- _TEXTO FORNECIDO_

Por José Márcio Mantello
Essa semana, o Ministro do STJ (Superior Tribunal de Justiça) Rogério Schietti, REPUDIOU que um pedido para que um preso pudesse se utilizar do seu próprio pecúlio (valor pecuniário que o preso recebe como remuneração pelo trabalho realizado dentro ou fora do presídio) para comprar alimentos e produtos de higiene pessoal, tivesse que chegar ao STJ (3ª Instância).
Para ele, é evidente a falta de sensibilidade com tal negativa, uma vez que é notório que o Estado não satisfaz de forma suficiente estas necessidades.
Isto é só uma pequena demonstração do estado de coisas inconstitucional no sistema penitenciário brasileiro.
A ignorância, mãe de grandes tragédias, é parte fundamental na estruturação do sistema prisional brasileiro. Sim, a ignorância que ainda impede a sociedade de entender que a pessoa presa e que foi alvo de uma sentença condenatória, a qual atingiu o seu direito à liberdade de locomoção (direito de ir e vir), todavia, essa mesma sentença, não atingiu outros direitos que lhe são inerentes, tais como: dignidade da pessoa humana, direito à alimentação, ao trabalho, à saúde, à assistência (material, jurídica, educacional, social e religiosa), direito de não sofrer violência física ou moral, dentre outros, como assegurados na Constituição Federal e elencados na LEP (Lei de Execução Penal).
Assim, enquanto continuar a pregação de que “bandido bom é bandido morto”, a sociedade pagará um altíssimo custo de um sistema de segurança despreparado, desatualizado, medieval, fundado tão somente na repressão violenta. E essa ideologia do terror imposto pela força bruta, é também a força motriz do sistema prisional imprestável, ineficiente e degradante que atua nos presídios da nossa nação.
A política carcerária brasileira nasceu e permanece falida. Nunca ocorrerá a reinserção da pessoa que cometeu um crime (sendo este um dos objetivos da pena privativa de liberdade) dentro desse sistema.
Quem “dirige” os presídios são as facções criminosas organizadas, estruturadas e rígidas. Papel esse, transferido facilmente por um Estado ineficiente.
Há muito que já não é novidade para ninguém que os presídios são verdadeiras usinas de destruição da dignidade humana (do pouco que ainda resta) e dos direitos universais da pessoa humana.

- _DADOS DO CONJUNTO_
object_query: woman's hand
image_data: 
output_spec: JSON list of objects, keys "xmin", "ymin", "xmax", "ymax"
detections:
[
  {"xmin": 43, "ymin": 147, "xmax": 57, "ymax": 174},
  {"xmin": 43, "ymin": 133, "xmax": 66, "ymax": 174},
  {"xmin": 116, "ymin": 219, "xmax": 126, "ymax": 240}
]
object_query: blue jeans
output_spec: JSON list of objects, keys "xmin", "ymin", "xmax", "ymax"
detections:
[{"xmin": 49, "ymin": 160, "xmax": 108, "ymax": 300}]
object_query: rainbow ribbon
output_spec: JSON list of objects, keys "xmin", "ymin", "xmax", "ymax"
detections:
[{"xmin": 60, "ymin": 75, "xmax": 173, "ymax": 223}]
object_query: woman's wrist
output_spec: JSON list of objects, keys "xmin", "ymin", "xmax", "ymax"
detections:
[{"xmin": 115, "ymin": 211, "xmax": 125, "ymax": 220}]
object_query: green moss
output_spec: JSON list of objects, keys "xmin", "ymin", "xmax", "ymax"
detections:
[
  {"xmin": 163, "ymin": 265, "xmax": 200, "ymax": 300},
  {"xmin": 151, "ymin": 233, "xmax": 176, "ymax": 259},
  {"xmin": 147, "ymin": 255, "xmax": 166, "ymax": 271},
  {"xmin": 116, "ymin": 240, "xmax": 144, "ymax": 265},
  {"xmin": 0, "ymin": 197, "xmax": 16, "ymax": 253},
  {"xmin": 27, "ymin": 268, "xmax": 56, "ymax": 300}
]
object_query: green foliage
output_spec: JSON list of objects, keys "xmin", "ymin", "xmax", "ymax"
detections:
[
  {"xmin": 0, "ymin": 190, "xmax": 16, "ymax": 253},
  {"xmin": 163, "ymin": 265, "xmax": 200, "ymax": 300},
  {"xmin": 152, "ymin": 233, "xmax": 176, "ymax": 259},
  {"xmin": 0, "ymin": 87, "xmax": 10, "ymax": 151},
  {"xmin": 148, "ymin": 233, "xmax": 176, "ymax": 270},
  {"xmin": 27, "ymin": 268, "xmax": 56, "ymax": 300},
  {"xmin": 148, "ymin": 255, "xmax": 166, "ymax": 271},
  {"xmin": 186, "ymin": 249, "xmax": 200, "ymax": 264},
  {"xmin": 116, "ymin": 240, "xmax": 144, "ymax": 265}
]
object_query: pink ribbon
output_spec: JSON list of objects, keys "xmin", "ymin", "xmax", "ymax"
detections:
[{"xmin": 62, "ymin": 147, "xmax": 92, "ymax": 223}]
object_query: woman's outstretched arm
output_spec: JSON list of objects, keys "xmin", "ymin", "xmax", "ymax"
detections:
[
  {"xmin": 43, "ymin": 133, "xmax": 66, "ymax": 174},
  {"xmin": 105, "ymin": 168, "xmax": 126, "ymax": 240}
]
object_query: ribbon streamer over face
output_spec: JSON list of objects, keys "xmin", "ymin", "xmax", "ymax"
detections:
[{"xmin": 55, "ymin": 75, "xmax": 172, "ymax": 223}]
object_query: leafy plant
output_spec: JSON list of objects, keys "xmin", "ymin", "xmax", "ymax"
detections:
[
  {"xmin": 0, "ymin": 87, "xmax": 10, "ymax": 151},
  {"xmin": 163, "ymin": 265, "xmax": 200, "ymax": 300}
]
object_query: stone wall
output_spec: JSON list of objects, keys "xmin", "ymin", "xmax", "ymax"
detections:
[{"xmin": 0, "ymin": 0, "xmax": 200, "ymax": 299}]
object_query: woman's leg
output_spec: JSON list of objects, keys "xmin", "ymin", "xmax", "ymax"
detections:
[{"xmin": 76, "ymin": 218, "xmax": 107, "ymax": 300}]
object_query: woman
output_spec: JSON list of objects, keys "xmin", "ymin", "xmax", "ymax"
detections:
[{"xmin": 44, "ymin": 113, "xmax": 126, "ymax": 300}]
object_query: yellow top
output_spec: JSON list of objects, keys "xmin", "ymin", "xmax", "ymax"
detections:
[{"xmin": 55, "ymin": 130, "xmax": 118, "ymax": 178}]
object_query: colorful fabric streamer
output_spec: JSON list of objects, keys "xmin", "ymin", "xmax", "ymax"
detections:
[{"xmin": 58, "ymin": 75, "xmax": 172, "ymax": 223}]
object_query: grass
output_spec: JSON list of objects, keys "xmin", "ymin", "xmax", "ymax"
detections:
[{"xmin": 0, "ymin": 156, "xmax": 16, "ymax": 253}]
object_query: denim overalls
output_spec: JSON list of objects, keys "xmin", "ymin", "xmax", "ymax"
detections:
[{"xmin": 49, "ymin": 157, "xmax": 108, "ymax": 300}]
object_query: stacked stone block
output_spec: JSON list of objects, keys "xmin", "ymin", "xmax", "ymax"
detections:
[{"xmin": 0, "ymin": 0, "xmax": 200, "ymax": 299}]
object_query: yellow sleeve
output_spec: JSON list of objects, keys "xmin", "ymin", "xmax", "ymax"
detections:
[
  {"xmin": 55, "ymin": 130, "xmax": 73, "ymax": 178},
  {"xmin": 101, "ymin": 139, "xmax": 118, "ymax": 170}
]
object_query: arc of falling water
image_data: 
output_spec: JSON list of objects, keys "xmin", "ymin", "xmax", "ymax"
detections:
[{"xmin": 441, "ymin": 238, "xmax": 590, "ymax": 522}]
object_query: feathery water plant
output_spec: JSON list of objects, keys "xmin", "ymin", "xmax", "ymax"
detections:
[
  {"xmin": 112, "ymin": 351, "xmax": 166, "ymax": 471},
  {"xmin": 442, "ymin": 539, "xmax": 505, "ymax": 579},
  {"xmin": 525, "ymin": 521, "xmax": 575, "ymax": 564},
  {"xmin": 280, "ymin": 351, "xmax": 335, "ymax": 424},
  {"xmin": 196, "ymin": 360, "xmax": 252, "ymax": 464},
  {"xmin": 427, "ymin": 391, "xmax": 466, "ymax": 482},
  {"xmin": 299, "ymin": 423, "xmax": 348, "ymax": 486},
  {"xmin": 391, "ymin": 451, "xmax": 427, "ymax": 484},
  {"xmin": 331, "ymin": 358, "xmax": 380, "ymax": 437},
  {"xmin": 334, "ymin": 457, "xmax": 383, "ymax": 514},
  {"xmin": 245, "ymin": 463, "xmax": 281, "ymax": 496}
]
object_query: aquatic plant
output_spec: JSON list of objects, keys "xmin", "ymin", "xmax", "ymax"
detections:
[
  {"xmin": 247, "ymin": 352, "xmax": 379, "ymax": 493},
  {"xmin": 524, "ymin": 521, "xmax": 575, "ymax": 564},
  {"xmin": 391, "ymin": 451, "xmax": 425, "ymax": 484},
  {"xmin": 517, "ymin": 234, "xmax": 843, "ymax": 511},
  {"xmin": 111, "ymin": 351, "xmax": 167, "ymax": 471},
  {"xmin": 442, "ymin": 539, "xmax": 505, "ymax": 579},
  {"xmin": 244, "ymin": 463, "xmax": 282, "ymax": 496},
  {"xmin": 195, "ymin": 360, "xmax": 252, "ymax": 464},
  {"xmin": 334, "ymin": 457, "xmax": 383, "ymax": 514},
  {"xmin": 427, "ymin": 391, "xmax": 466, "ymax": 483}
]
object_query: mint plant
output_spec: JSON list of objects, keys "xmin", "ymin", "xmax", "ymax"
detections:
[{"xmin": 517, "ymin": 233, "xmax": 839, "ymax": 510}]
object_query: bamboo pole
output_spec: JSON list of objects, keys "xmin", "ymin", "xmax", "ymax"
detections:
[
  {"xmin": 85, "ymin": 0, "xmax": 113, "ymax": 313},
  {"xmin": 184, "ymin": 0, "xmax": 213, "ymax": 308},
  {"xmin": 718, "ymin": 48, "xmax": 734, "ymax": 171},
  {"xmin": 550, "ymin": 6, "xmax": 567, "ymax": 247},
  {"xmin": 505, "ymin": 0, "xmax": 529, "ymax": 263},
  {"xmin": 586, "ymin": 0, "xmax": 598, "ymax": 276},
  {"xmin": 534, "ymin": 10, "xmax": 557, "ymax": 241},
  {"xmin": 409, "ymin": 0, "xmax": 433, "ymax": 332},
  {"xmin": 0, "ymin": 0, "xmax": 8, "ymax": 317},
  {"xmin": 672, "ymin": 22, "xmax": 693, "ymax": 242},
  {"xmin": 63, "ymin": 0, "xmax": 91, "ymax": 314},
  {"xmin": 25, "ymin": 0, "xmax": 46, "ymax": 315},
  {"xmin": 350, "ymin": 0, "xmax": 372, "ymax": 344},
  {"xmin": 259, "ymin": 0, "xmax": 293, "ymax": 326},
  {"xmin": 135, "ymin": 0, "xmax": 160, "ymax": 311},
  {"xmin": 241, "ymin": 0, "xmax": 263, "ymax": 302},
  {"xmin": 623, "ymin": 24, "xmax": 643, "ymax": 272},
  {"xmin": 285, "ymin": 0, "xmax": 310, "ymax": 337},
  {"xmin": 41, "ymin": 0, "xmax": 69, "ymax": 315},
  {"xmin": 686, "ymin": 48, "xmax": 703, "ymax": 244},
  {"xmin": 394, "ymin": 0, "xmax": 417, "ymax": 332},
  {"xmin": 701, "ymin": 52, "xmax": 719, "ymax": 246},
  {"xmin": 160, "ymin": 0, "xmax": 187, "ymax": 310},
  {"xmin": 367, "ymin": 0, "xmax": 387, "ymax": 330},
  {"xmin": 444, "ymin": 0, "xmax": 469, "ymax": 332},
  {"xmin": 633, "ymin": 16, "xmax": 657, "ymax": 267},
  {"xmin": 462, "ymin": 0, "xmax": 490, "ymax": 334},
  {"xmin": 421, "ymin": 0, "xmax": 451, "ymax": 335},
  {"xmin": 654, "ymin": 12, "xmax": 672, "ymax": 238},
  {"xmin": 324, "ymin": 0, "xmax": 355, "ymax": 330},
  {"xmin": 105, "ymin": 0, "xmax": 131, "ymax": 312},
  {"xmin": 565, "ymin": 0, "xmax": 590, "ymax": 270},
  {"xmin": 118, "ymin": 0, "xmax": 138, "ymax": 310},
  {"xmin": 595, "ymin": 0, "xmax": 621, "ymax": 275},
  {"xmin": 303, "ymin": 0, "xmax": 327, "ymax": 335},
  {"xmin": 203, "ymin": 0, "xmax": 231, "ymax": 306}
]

- _PROBLEMA 1_
Transcreva, do texto sobre o sistema prisional brasileiro, o trecho de "Há muito que" a "da pessoa humana.".
- _PROBLEMA 2_
Prossiga com o texto sobre o sistema prisional brasileiro a partir do ponto em que ele termina.

- _SAÍDA ESPERADA 1_
Há muito que já não é novidade para ninguém que os presídios são verdadeiras usinas de destruição da dignidade humana (do pouco que ainda resta) e dos direitos universais da pessoa humana.

- _SAÍDA ESPERADA 2_
Soma-se a isso, a arbitrariedade das SAP´s (Secretarias da Administração Penitenciária) que continuam legislando (fora da Lei) por meio de portarias, resoluções, regimentos contra as Leis Federais 8.906/94 (Estatuto da Advocacia) e 7.210/84 (Lei de Execução Penal); sem falar ainda, das inúmeras e escancaradas infrações aos direitos e garantias constitucionais e, tudo isso, contando com a complacência (ou seria mesmo indiferença) do Poder Judiciário.
Como dito acima, a ignorância, mãe das grandes tragédias, aquela mesma que diz: “bandido tem que apodrecer na cadeia”; ou ainda, “tem mais é que morrer lá dentro”; “tá com dó? Leva pra casa”. Essas bravatas berradas pelos “âncoras” de programas sensacionalistas, que defendem a morte dos direitos constitucionais e o massacre de gente que cometeu crimes, além de não resolver os problemas das masmorras brasileiras, somente faz aumentar a violência dentro e fora das muralhas dos presídios.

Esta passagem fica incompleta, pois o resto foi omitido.